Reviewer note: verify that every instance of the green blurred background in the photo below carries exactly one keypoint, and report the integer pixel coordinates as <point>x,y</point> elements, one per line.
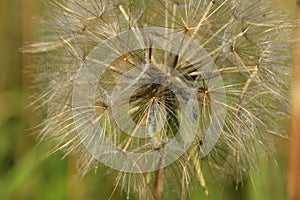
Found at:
<point>23,172</point>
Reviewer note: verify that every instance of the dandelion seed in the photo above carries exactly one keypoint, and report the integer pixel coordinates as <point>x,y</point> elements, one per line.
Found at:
<point>159,89</point>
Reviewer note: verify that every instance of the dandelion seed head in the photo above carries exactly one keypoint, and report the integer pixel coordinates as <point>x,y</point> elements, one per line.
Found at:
<point>162,88</point>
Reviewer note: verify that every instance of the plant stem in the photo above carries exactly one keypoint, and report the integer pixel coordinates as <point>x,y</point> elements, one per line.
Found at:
<point>159,182</point>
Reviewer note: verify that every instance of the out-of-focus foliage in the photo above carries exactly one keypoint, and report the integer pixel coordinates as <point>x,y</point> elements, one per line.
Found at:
<point>23,172</point>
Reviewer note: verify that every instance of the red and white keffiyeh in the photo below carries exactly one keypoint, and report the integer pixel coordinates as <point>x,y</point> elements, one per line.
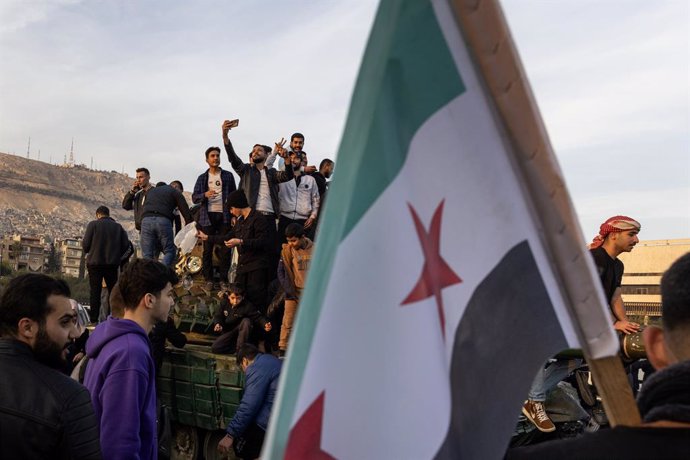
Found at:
<point>612,225</point>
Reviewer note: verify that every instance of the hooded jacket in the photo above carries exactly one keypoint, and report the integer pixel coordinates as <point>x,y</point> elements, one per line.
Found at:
<point>250,179</point>
<point>121,378</point>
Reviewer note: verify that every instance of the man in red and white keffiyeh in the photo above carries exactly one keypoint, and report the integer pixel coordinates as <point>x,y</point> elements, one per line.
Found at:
<point>617,235</point>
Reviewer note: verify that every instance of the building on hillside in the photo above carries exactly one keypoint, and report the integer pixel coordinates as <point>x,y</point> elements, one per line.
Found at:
<point>70,252</point>
<point>644,267</point>
<point>24,252</point>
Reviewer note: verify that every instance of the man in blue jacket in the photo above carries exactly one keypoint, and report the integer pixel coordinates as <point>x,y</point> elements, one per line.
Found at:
<point>120,373</point>
<point>212,190</point>
<point>247,429</point>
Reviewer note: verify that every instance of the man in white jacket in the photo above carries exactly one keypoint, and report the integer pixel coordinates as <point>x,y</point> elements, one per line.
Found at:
<point>299,198</point>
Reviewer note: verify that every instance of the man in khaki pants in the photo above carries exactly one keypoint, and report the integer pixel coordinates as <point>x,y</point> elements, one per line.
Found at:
<point>295,258</point>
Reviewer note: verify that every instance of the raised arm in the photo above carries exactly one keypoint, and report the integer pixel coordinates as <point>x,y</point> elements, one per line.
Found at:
<point>237,164</point>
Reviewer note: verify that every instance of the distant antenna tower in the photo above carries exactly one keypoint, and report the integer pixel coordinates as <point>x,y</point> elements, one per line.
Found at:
<point>71,154</point>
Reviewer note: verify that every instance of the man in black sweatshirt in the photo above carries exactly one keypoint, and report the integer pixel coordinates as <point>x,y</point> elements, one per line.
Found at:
<point>157,222</point>
<point>104,243</point>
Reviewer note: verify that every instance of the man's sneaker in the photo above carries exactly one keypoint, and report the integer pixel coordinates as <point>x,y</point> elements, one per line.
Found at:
<point>535,413</point>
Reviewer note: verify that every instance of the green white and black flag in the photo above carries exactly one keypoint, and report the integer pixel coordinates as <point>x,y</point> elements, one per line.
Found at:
<point>434,295</point>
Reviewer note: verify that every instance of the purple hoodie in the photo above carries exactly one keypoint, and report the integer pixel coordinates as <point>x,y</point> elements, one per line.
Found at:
<point>120,375</point>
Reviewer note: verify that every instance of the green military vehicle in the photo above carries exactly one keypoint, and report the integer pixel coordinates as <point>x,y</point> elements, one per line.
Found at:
<point>202,389</point>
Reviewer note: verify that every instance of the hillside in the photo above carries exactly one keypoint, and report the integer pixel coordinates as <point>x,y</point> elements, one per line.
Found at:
<point>40,199</point>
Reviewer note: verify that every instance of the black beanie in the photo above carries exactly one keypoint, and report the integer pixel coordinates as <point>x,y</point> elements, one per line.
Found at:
<point>237,200</point>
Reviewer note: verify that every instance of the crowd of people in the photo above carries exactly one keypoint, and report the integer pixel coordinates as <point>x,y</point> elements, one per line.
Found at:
<point>271,219</point>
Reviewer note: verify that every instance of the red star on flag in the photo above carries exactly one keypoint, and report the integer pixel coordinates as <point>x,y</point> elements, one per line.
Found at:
<point>436,273</point>
<point>305,436</point>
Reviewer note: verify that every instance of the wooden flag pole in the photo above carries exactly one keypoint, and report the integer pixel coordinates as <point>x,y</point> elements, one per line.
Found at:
<point>486,33</point>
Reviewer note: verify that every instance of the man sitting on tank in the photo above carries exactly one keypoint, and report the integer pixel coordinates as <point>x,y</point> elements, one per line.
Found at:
<point>239,321</point>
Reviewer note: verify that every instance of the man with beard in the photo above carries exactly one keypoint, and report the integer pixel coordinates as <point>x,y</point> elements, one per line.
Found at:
<point>299,199</point>
<point>43,413</point>
<point>121,374</point>
<point>135,198</point>
<point>260,186</point>
<point>211,190</point>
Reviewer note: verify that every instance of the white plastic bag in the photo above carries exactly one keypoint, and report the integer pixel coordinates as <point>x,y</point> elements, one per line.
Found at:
<point>186,238</point>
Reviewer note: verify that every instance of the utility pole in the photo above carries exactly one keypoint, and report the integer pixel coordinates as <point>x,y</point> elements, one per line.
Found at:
<point>71,154</point>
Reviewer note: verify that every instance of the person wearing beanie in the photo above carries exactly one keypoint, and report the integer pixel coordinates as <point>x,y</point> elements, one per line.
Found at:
<point>250,236</point>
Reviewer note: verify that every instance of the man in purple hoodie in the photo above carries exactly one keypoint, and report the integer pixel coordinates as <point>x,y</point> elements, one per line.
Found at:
<point>121,373</point>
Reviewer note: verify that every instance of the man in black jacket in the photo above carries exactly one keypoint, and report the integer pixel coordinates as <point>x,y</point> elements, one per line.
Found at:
<point>157,222</point>
<point>105,242</point>
<point>250,235</point>
<point>260,186</point>
<point>43,413</point>
<point>136,197</point>
<point>239,321</point>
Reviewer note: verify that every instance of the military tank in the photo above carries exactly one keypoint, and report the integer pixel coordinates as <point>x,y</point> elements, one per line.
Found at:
<point>201,389</point>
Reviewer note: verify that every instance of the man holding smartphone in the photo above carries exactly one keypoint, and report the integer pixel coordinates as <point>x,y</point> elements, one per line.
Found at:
<point>212,190</point>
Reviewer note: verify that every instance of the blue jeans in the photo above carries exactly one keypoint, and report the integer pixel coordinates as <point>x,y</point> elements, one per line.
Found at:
<point>156,235</point>
<point>547,379</point>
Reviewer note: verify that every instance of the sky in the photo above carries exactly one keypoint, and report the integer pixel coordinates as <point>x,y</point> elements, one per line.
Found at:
<point>149,84</point>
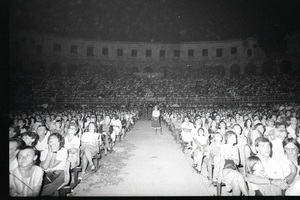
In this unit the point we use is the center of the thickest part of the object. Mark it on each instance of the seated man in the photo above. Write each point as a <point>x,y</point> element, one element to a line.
<point>275,183</point>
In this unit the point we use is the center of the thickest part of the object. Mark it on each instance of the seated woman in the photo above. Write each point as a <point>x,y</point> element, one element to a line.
<point>15,144</point>
<point>214,157</point>
<point>229,174</point>
<point>291,163</point>
<point>42,143</point>
<point>26,180</point>
<point>177,127</point>
<point>254,166</point>
<point>72,143</point>
<point>30,138</point>
<point>54,164</point>
<point>200,144</point>
<point>89,147</point>
<point>249,148</point>
<point>117,125</point>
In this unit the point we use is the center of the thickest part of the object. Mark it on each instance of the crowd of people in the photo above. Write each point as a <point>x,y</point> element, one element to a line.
<point>43,143</point>
<point>108,84</point>
<point>251,151</point>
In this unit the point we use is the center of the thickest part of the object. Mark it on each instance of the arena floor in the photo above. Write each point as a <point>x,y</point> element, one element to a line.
<point>145,164</point>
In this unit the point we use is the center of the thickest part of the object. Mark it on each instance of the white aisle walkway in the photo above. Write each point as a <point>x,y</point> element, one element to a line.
<point>145,164</point>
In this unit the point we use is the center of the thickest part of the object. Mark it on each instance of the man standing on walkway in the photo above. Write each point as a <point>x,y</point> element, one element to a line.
<point>156,120</point>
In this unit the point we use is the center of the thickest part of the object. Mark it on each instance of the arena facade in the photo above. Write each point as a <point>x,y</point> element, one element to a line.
<point>63,54</point>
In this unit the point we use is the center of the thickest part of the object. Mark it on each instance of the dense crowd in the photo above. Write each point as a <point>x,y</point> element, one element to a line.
<point>106,83</point>
<point>45,143</point>
<point>250,151</point>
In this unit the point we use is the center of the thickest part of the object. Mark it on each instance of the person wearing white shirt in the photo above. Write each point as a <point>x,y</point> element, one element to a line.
<point>277,148</point>
<point>275,182</point>
<point>292,129</point>
<point>186,131</point>
<point>42,144</point>
<point>155,120</point>
<point>72,144</point>
<point>117,125</point>
<point>54,164</point>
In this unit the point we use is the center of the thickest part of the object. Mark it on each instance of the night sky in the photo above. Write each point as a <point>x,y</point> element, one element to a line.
<point>166,21</point>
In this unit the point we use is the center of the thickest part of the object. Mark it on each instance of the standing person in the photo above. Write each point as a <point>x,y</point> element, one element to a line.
<point>156,120</point>
<point>54,164</point>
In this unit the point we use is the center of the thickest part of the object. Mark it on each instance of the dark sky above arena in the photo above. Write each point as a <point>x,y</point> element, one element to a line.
<point>166,21</point>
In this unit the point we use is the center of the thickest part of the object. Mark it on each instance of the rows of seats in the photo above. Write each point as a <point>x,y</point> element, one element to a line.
<point>209,136</point>
<point>72,135</point>
<point>178,84</point>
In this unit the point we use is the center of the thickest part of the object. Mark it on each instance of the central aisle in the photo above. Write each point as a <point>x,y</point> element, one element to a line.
<point>145,164</point>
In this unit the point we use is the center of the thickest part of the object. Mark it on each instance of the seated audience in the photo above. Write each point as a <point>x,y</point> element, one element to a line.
<point>26,180</point>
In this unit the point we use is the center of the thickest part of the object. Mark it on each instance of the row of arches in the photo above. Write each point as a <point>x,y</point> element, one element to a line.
<point>39,67</point>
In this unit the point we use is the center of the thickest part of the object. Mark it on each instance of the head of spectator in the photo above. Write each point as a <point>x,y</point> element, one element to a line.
<point>217,137</point>
<point>230,137</point>
<point>14,146</point>
<point>291,149</point>
<point>237,129</point>
<point>263,147</point>
<point>260,127</point>
<point>30,138</point>
<point>293,121</point>
<point>186,119</point>
<point>56,141</point>
<point>93,118</point>
<point>73,129</point>
<point>248,123</point>
<point>92,127</point>
<point>12,132</point>
<point>222,125</point>
<point>253,164</point>
<point>270,123</point>
<point>281,134</point>
<point>26,156</point>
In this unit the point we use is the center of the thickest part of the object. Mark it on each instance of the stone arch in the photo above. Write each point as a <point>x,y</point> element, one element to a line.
<point>220,69</point>
<point>164,69</point>
<point>267,67</point>
<point>134,69</point>
<point>55,69</point>
<point>286,66</point>
<point>250,68</point>
<point>148,69</point>
<point>235,70</point>
<point>71,69</point>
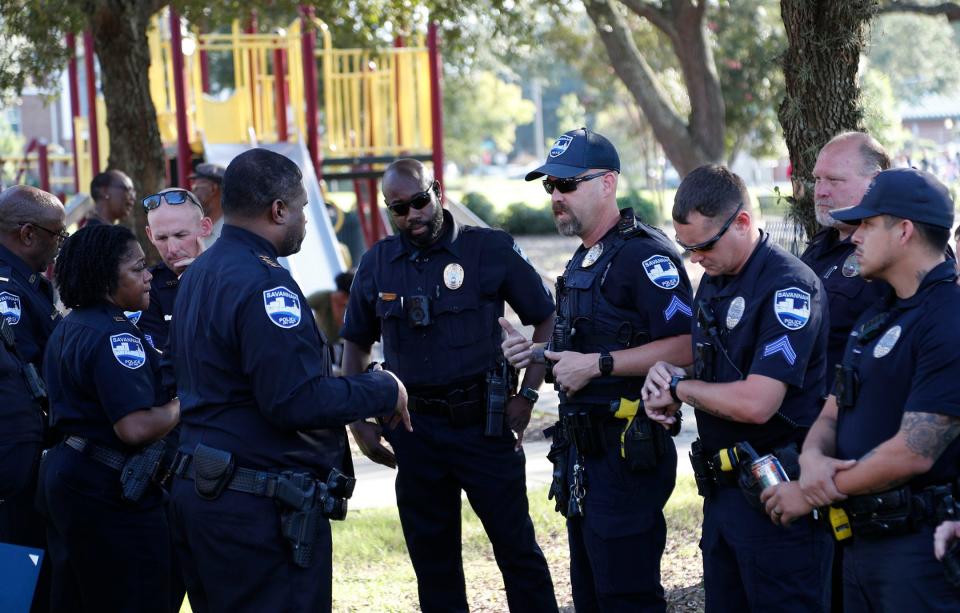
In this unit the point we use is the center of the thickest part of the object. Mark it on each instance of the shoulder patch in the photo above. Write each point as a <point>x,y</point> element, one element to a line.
<point>10,307</point>
<point>128,350</point>
<point>282,307</point>
<point>661,271</point>
<point>792,307</point>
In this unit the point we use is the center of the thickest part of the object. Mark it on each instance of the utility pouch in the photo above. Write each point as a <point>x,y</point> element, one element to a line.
<point>213,470</point>
<point>139,471</point>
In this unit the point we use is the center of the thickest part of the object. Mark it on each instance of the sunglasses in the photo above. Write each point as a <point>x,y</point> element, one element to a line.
◇ ◇ ◇ ◇
Written instruction
Take the line containing "of the stone" and all lines after it to the end of the data above, and reproduce them exactly, leaving out pictures. Nothing else belongs in the copy.

Response to the task
In this unit the point we use is the center of the thickest part of the object. Mark it on each instance of the stone arch in the photo above. Write each point as a <point>x,y</point> element, one element to a line.
<point>220,69</point>
<point>164,69</point>
<point>267,67</point>
<point>134,69</point>
<point>55,69</point>
<point>286,66</point>
<point>250,68</point>
<point>148,69</point>
<point>235,70</point>
<point>71,69</point>
In this unit the point we use is the center of the thickest part of the object. Mark it on each instance of the shoulder patch in the photo above. Write each point as a <point>x,y</point> element, one element to a line.
<point>10,307</point>
<point>128,350</point>
<point>282,307</point>
<point>661,271</point>
<point>792,307</point>
In this unit the point we use is the center of the thickest part of the object. Mark it on each instance of the utility pouch in the photo above. Write each point as a <point>x,y</point> element, one element to a line.
<point>213,470</point>
<point>139,471</point>
In this unit the point we use is the center of the thickest part of the object. Mark it on each instance of the sunglasses in the photo above. Write each point as a <point>x,y</point> element, one element to a line.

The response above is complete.